### TEXTE À ANALYSER
Se replacer sur les rails de la relance
En fait, pour se replacer sur les rails et amorcer une véritable relance après avoir traversé une période de graves dysfonctionnements structurels dus à des investissements non fructueux, la SNIM se voit obliger de renoncer à un programme antérieur dénommé « Nouhoud » dont la mise en œuvre s’est heurtée à des difficultés de tous ordres dont notamment sa « démesure » qui ne tient pas compte des facteurs exogènes ni même de la situation de précarité financière dans laquelle la société a été placée par des engagements sans rapport avec son domaine de prédilection.
Ce retour à la raison sociale de la Société a été amorcé par la nouvelle direction qui avait pris des mesures d’encouragement en faveur de son personnel, alors que son bilan pour l’année 2019 affichait un bénéfice net de 105 milliards d’Ouguiyas.
Les mesures prises par le Conseil d’Administration tendaient alors à faire bénéficier les travailleurs des fruits de la croissance, en attendant de pouvoir reverser, à nouveau, des dividendes aux actionnaires. Elles accordaient 3 salaires aux cadres, 3,5 salaires pour les maîtrises et 4 salaires pour les ouvriers, en sus de 10 % d’augmentation au choix, pour tout le personnel en deux vagues (en juillet et en septembre 2020) et du renflouement de l’enveloppe sociale qui passe ainsi de 500 millions d’ouguiyas à 650 millions d’ouguiyas (soit une augmentation de 30%).
Pour retrouver la rigueur dans le management qui a toujours constitué l’une de ses forces depuis sa création en 1974, par la nationalisation des Mines de Fer de la Mauritanie (créées en 1952 pour exploiter les gisements de minerais de fer dans la région de la « montagne de fer » Kédia d’Idjil, près de Zouerate), la direction de l’entreprise semble avoir compris qu’il faut, à chaque fois, saisir les opportunités. Celles que la SNIM a exploitées présentement sont un cours du minerai de fer qui a dépassé les 100 dollars la tonne, en juillet 2020 atteignant en septembre les 123 USD, soit 2,21 % par rapport au mois d’août. C’est le niveau le plus élevé depuis avril 2014. Il progresse désormais de plus de 50% depuis le début de l’année 2019, « toujours soutenu par les perturbations de la production au Brésil », souligne le site spécialisé www.capital.fr. Mais, également, par les prix, en chute libre, des hydrocarbures à cause d’une demande atone pour cause de pandémie du Coronavirus (Covid-19).

### CONSIGNE
Reprenez le texte sur la relance de la SNIM et prolongez-le à partir de sa dernière phrase.

[Données de localisation de points]
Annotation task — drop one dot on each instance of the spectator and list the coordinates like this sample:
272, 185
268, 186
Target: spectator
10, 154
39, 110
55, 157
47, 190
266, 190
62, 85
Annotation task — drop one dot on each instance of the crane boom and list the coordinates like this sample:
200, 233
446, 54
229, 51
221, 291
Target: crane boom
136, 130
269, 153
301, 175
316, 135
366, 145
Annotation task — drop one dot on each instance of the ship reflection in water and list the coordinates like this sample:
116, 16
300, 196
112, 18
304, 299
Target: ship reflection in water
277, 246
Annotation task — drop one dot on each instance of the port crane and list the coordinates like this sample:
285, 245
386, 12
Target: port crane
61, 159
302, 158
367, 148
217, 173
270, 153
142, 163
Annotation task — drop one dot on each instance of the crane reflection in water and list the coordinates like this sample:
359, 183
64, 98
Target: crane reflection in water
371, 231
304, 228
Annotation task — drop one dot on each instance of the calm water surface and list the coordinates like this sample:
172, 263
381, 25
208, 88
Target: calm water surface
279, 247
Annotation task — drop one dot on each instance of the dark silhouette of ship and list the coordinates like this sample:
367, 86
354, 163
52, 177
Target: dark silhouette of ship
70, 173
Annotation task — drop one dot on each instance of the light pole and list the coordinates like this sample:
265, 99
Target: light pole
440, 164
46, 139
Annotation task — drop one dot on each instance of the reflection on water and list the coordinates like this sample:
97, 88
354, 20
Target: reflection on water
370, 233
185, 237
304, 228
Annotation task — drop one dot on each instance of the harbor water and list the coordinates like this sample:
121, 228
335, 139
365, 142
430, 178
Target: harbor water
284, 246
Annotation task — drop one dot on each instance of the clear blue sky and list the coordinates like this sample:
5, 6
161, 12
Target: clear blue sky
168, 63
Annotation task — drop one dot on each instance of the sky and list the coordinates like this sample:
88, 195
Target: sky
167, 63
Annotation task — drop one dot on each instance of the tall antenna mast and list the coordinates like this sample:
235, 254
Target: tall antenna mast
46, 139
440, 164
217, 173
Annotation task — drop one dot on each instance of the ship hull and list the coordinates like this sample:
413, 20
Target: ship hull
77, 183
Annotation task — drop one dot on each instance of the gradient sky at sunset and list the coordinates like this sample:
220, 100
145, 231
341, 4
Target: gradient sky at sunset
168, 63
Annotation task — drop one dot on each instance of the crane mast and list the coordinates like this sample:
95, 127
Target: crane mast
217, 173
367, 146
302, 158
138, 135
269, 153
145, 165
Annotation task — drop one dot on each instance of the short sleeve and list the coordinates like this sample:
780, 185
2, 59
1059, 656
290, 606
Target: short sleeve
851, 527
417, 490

### RÉPONSE ATTENDUE
Exportations en hausse
Ce vent favorable a permis à la SNIM de jouer à fond la carte de la production pour vendre plus et à prix raisonnable. La société a pu dépasser, certes légèrement, la production de 12 millions de tonnes, en 2019, mais si la tendance des prix se maintient, avec une offre d’environ 100 USD la tonne de minerai de fer, et un carburant presque donné, affichant des records historiques à la baisse (une chute de plus de 75 % depuis le début de l’année 2020), son bilan pourrait encore être meilleur fin 2020.
Les exportations du minerai de fer qui s’élèvent à 8 048 millions MRU sur le deuxième trimestre 2020, enregistrent une légère baisse (-1 %) par rapport au trimestre précédent.
L’effet sans doute de la pandémie du Coronavirus mais l’impact sur le bilan général de l’année 2020 est atténué par la bonne tenue des prix du fer durant les trois premiers trimestres : En comparaison à leur valeur il y a un an, les ventes ont augmenté de plus de 50%. Les principales destinations du fer mauritanien sont la Chine (59 %), la Suisse (13 %), l’Italie (9 %) et l’Australie (8 %). En quantité, les exportations du minerai de fer qui ont dépassé 3 millions de tonnes sont en baisse de 6,8 % d’un trimestre à l’autre.
Deuxième employeur du pays, après l’État, avec environ 5000 et 15 % du PIB de la Mauritanie, la SNIM est un maillon essentiel de l’économie mauritanienne. Ses produits sont présents sur le marché depuis 50 ans en font le second producteur africain de minerai de fer avec une capacité annuelle de 12 millions de tonnes. La SNIM offre à ses clients des fines naturellement riches (65% Fe), des concentrés très riches (66% Fe) et des calibrés siliceux (52% Fe).
Le gouvernement possède actuellement 78 % de la SNIM et le reste appartient à cinq organisations financières et minières arabes (dont le FADES et la BID) qui continuent à exploiter les mines de minerais de fer de Zouerate.